§ What to produce
What is needed here is an exact repetition of the records below, beginning at the line that has "Target: cloud" and stopping after the line that has "(format x=50, y=42)".

§ Material provided
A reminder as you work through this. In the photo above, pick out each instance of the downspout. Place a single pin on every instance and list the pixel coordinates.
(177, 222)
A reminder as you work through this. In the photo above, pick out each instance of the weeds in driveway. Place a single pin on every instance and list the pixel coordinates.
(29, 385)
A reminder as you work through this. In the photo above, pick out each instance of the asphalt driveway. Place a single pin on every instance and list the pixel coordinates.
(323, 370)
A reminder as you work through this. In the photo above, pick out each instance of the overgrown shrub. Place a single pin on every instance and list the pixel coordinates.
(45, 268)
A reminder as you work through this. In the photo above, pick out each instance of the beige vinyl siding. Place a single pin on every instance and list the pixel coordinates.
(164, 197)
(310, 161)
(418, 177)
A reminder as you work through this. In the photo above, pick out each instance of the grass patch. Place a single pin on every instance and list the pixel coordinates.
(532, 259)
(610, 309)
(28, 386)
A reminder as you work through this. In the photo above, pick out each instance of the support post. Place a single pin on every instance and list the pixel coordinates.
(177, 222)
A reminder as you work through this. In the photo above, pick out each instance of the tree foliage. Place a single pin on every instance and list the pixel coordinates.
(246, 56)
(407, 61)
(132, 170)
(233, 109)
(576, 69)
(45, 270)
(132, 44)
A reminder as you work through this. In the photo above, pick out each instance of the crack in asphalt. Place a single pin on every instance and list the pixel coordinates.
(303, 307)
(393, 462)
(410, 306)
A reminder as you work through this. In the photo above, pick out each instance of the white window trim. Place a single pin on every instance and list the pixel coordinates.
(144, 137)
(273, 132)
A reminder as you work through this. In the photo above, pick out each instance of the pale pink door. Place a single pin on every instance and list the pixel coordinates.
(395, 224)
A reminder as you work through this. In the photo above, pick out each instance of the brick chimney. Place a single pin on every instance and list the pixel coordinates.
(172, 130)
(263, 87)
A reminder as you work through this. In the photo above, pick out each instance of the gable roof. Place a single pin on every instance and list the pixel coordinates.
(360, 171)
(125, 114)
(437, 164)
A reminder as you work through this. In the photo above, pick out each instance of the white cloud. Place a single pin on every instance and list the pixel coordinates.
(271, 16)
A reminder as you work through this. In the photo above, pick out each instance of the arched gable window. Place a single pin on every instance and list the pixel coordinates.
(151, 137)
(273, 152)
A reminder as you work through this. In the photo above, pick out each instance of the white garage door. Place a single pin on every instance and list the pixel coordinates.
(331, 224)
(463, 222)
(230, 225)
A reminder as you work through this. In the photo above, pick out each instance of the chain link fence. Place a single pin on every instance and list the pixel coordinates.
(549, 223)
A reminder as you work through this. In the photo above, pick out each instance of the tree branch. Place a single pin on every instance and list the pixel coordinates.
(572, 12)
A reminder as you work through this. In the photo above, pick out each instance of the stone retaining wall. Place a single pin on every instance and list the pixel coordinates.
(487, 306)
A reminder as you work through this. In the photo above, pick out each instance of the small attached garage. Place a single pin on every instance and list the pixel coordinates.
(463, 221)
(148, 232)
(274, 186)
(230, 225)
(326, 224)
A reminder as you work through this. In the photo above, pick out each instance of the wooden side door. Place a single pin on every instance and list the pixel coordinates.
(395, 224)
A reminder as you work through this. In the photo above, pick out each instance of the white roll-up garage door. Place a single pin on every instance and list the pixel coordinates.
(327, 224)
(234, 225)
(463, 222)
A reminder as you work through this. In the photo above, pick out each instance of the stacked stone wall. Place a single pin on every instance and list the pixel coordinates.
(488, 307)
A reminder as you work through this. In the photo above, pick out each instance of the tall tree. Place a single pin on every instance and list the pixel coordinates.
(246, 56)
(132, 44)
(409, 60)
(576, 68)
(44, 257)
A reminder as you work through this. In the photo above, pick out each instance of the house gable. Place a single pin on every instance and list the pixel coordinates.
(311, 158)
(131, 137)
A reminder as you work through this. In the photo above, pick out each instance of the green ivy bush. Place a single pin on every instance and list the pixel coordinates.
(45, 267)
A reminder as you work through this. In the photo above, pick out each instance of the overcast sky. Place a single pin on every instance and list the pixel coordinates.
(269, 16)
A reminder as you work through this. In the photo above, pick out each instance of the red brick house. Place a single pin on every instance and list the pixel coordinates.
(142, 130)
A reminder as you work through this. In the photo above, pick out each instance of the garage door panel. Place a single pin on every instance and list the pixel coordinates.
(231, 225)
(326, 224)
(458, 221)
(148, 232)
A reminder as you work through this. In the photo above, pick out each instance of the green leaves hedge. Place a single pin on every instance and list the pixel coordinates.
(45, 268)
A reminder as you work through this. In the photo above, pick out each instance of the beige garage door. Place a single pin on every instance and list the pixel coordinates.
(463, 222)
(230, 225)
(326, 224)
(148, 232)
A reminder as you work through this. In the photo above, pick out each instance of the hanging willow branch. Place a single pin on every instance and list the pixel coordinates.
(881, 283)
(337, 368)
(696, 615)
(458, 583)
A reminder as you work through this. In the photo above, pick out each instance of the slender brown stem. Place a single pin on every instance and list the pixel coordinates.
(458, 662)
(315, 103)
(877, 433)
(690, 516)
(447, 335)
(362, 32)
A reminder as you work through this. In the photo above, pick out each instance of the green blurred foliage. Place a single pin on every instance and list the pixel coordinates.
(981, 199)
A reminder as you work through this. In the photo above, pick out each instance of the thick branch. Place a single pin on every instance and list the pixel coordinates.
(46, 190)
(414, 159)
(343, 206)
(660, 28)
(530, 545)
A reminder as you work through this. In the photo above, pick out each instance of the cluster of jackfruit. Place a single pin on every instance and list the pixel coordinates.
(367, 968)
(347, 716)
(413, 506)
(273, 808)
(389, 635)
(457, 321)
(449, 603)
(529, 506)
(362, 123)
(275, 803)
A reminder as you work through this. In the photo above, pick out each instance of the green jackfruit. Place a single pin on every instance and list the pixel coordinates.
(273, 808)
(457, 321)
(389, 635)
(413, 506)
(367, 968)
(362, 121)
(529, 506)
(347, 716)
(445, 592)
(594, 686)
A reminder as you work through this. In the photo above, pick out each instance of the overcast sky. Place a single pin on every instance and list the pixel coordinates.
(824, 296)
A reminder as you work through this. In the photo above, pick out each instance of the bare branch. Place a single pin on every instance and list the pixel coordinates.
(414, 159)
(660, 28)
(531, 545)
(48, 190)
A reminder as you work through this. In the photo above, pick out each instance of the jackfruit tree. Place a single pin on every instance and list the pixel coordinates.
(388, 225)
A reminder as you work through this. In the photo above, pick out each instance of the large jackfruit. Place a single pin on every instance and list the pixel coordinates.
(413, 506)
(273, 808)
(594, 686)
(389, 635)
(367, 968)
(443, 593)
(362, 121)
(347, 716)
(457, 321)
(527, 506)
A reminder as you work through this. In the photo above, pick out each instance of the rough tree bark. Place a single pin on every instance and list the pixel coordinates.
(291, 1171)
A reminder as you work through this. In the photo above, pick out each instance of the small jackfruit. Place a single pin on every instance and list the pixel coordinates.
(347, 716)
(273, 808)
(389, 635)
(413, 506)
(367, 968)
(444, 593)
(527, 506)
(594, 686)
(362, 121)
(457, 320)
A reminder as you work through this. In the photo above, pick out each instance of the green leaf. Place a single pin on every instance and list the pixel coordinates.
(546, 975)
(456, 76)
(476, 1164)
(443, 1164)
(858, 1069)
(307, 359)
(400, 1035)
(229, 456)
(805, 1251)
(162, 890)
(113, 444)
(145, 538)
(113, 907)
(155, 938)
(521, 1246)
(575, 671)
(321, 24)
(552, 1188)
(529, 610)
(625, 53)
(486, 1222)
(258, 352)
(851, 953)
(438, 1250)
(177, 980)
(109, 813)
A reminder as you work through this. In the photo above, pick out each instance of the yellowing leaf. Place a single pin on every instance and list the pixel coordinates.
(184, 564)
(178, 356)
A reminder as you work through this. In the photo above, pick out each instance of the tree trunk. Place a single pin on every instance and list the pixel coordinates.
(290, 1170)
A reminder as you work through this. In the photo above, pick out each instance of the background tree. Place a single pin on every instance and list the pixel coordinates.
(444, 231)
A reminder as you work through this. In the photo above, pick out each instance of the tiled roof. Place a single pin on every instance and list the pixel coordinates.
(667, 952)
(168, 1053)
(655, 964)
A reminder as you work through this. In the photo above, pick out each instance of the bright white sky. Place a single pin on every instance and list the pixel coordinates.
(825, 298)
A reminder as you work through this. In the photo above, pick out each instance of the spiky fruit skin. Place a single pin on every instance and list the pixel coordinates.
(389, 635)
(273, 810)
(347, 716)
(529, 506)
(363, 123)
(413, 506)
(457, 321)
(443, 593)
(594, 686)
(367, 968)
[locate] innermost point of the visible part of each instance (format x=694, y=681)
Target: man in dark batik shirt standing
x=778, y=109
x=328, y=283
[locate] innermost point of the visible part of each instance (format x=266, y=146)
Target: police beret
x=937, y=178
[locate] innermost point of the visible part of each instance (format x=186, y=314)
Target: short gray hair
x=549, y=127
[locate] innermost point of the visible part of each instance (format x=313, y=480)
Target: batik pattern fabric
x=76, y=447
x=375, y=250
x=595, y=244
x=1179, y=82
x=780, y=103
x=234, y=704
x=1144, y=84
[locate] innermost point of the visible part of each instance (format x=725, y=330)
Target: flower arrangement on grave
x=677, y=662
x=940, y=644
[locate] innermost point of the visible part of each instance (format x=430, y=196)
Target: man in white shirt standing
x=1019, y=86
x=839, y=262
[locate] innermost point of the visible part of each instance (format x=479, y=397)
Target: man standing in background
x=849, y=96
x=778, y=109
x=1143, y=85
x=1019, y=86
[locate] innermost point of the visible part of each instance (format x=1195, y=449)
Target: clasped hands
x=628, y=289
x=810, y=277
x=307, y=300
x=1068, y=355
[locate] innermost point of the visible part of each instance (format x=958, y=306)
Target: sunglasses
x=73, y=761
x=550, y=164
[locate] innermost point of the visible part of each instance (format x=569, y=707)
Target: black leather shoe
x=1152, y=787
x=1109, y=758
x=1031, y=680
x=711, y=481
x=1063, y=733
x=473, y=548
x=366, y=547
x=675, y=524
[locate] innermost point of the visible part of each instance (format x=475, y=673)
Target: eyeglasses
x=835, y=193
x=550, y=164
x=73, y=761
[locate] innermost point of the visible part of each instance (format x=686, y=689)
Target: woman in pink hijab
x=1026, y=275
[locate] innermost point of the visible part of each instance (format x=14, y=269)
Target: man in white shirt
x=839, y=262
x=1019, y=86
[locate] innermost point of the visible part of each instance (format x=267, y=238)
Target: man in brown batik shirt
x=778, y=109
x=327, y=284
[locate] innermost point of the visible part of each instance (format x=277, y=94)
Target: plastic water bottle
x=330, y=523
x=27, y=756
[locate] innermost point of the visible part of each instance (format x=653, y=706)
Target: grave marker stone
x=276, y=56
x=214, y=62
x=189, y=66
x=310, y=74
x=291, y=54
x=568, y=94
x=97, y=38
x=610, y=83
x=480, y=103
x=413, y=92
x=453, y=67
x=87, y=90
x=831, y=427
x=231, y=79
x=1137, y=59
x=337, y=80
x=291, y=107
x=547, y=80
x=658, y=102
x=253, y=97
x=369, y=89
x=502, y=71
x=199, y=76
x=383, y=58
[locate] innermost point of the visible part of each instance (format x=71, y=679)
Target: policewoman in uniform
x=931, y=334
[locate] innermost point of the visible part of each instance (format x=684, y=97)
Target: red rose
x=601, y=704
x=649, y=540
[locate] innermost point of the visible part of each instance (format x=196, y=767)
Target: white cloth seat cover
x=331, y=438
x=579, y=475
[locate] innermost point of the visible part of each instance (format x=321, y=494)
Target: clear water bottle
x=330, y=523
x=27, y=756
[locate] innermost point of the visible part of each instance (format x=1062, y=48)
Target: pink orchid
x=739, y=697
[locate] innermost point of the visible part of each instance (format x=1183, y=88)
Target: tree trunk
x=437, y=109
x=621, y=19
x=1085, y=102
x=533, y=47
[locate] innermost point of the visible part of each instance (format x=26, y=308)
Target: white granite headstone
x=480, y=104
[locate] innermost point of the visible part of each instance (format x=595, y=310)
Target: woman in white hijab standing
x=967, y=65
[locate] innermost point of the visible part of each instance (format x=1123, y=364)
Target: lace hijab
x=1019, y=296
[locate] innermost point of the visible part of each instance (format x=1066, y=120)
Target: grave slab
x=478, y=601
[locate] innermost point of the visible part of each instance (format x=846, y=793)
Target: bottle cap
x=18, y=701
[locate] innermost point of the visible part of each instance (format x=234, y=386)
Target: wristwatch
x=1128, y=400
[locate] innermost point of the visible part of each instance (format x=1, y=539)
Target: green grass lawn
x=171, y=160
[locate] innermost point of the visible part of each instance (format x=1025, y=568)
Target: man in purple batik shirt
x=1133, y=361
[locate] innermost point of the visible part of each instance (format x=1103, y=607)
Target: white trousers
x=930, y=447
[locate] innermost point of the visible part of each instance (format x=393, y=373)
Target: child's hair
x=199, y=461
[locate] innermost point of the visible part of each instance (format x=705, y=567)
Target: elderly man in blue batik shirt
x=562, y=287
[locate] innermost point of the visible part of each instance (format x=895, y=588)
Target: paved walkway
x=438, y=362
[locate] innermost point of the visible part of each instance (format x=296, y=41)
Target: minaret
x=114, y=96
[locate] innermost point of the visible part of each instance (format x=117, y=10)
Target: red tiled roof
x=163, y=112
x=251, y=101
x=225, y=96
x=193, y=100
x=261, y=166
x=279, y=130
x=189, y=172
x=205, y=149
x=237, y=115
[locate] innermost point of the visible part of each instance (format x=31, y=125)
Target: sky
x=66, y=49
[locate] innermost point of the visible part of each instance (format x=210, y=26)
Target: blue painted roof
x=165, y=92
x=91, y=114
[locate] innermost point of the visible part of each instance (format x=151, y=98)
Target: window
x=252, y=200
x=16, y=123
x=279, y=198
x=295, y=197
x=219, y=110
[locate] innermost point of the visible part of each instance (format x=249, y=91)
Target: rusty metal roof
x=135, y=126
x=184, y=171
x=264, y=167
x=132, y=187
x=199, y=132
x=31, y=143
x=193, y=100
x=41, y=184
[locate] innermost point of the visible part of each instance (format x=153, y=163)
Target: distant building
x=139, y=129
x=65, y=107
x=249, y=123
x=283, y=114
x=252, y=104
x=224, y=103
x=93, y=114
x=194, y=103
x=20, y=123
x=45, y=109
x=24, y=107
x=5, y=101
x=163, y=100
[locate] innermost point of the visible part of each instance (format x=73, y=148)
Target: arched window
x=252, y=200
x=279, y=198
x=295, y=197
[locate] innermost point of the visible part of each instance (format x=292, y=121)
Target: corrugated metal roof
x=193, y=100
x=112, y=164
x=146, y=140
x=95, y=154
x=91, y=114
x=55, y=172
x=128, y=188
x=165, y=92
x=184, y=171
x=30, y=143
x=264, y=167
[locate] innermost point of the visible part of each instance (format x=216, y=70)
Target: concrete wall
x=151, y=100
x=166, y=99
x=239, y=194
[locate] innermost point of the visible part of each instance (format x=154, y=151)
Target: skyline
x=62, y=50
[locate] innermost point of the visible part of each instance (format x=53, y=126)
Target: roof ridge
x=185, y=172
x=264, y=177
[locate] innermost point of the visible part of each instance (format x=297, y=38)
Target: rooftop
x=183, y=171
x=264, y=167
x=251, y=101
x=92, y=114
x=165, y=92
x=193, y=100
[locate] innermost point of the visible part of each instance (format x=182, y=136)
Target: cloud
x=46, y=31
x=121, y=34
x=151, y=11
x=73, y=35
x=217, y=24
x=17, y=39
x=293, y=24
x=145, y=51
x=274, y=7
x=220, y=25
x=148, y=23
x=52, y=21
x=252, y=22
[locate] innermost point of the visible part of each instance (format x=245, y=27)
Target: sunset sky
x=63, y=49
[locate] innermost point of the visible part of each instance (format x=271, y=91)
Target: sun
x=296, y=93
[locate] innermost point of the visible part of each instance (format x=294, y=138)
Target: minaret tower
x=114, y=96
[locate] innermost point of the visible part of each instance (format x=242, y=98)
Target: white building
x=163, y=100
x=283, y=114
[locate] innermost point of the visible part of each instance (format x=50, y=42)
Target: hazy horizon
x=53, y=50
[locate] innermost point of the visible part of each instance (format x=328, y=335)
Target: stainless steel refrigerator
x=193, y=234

§ Task result
Target: cloud
x=46, y=31
x=121, y=34
x=151, y=11
x=73, y=35
x=217, y=24
x=17, y=39
x=293, y=24
x=145, y=51
x=274, y=7
x=220, y=25
x=148, y=23
x=52, y=21
x=252, y=22
[locate] innermost point of the visible part of each instance (format x=245, y=27)
Target: sunset sky
x=63, y=49
[locate] innermost point of the visible part of each instance (format x=271, y=91)
Target: sun
x=296, y=93
[locate] innermost point of the visible part of each instance (format x=294, y=138)
Target: minaret tower
x=114, y=96
[locate] innermost point of the visible part of each instance (format x=242, y=98)
Target: white building
x=163, y=100
x=283, y=114
[locate] innermost point of the visible part of each instance (format x=50, y=42)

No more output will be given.